• Description of the task
State the number of lines in the following data that include the word "match", with no other text.

Records for the task: Begin

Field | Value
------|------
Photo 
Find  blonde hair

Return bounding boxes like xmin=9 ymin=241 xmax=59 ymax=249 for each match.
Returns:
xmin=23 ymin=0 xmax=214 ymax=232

Records for the task: End
Records for the task: Begin

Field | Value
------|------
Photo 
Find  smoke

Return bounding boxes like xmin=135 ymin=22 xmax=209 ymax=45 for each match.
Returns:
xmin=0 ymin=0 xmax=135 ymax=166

Records for the task: End

• Answer section
2